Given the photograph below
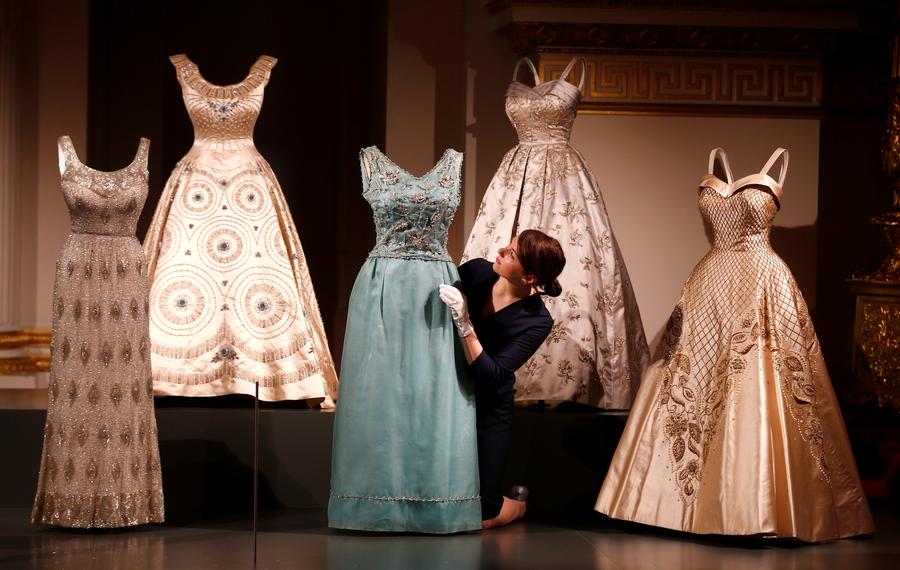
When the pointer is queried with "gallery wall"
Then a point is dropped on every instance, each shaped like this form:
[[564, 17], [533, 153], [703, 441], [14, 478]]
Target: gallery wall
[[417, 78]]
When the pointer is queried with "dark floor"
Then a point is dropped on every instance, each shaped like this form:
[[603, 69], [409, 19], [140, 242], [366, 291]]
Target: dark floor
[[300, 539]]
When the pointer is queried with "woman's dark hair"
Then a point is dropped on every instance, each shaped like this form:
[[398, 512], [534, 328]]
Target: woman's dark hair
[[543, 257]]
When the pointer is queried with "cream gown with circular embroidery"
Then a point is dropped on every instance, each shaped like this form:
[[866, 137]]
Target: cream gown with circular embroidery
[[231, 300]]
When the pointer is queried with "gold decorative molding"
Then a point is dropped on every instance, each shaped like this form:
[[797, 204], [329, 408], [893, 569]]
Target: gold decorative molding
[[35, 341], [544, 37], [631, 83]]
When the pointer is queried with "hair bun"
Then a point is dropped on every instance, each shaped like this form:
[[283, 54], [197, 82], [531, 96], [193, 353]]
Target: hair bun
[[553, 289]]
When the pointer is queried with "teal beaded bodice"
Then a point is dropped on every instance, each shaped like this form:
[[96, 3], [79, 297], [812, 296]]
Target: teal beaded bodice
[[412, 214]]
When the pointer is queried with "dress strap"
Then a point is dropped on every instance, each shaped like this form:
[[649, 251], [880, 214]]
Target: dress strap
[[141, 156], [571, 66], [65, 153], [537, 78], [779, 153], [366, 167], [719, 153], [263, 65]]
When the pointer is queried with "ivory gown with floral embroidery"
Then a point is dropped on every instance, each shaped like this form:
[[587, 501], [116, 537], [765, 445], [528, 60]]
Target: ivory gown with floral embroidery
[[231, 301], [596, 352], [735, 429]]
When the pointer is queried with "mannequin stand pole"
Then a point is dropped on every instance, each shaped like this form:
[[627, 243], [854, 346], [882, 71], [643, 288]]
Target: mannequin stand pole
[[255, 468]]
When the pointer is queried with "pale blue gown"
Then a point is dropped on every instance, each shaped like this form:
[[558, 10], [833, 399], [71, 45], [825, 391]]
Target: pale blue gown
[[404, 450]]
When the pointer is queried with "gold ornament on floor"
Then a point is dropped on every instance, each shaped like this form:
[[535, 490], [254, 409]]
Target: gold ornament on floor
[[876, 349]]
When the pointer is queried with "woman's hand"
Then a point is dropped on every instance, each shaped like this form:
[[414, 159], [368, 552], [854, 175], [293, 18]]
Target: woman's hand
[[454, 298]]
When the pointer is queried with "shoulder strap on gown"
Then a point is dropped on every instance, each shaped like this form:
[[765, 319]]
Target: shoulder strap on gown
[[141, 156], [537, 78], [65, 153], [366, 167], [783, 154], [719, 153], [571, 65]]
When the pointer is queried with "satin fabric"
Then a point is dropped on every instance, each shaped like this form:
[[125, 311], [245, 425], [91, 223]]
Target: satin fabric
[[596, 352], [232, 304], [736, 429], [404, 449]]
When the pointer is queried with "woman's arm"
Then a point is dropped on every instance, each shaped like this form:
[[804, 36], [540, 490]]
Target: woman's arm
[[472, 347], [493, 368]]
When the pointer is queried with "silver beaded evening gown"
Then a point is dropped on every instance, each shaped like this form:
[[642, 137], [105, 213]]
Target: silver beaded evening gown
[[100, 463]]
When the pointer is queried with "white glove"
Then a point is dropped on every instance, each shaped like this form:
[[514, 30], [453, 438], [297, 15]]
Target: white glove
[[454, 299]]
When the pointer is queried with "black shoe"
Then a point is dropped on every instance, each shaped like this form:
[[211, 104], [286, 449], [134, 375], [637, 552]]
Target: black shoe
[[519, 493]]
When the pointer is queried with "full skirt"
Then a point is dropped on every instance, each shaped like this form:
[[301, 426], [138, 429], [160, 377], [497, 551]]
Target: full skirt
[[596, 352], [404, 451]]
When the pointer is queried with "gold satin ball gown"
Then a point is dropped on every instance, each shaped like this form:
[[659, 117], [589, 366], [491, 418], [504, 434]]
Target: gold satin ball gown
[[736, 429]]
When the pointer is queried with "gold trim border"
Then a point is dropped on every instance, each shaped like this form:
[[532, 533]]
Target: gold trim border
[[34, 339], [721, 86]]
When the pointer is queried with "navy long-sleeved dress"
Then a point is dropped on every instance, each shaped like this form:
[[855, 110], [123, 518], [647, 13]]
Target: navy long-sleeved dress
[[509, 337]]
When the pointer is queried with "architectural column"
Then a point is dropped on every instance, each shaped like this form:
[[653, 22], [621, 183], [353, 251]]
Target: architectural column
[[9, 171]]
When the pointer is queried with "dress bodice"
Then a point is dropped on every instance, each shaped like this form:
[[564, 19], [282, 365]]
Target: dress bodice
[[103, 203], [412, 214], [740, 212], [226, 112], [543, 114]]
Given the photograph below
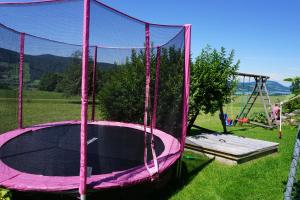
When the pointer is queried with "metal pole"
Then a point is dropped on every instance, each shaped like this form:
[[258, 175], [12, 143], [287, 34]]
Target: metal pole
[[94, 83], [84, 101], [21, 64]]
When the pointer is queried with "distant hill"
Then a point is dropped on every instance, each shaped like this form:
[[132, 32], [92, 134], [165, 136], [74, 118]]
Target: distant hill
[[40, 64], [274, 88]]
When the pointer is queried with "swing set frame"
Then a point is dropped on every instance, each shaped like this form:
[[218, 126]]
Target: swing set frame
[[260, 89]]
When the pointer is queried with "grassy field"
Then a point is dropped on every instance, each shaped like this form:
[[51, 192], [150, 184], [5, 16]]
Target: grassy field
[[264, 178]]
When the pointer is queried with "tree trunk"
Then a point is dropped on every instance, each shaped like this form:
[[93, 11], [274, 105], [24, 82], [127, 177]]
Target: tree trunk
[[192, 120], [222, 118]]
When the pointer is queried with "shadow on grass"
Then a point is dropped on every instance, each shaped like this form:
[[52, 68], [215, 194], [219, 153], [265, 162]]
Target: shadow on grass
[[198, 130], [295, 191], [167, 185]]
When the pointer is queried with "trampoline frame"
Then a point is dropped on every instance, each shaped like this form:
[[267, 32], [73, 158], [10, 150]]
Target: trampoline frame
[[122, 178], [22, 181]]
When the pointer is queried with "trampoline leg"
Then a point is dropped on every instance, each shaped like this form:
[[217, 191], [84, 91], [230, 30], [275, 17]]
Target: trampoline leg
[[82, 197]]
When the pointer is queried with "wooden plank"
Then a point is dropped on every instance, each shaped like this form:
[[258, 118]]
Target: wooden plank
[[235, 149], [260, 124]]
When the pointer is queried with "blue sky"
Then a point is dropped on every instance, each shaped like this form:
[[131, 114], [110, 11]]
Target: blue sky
▬▬▬▬▬▬
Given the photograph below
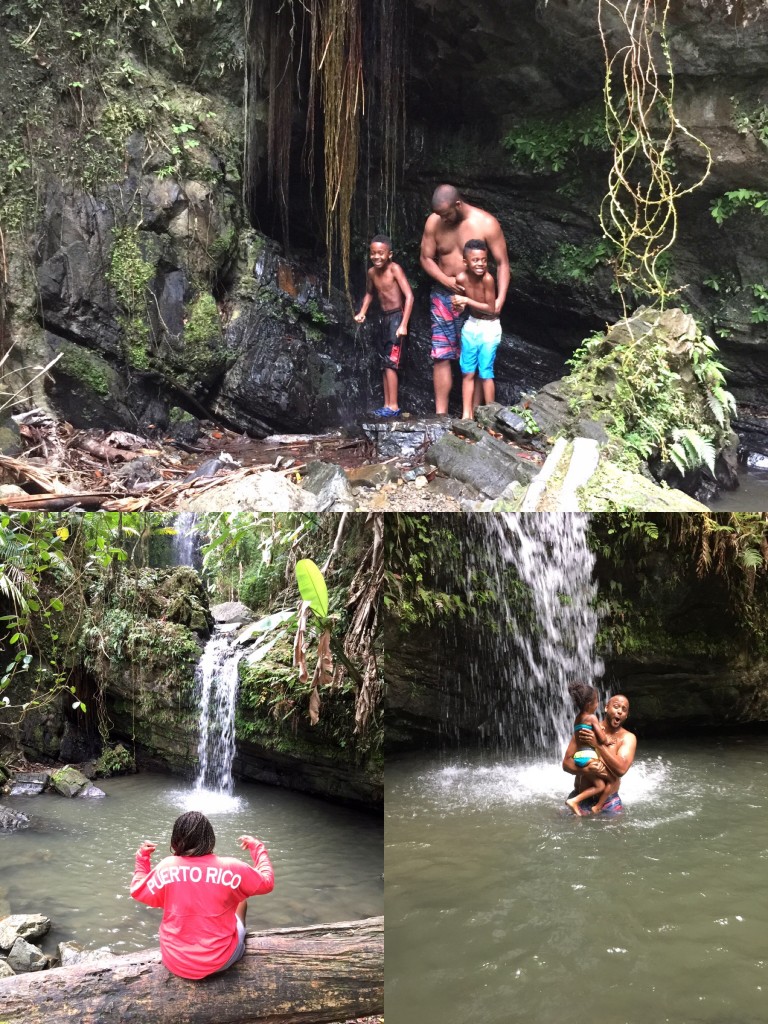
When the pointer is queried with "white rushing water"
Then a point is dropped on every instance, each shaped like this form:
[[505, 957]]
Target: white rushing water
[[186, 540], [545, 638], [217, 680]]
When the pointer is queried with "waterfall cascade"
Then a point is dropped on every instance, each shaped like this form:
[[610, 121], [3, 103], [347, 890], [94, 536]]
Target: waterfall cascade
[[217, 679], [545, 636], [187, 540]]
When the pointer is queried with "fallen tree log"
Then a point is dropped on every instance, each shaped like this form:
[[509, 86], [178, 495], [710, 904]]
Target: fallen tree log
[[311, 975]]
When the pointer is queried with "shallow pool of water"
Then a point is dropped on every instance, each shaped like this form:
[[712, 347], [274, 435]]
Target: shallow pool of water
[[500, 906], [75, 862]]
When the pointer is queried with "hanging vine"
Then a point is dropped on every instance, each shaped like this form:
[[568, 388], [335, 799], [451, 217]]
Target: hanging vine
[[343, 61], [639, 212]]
▬▬▬▬▬▬
Task brief: Show each line of the records that contains the word "mannequin", matching case exactly.

Written response:
When the pointer is queried with "mannequin stand pole"
Target: mannequin stand pole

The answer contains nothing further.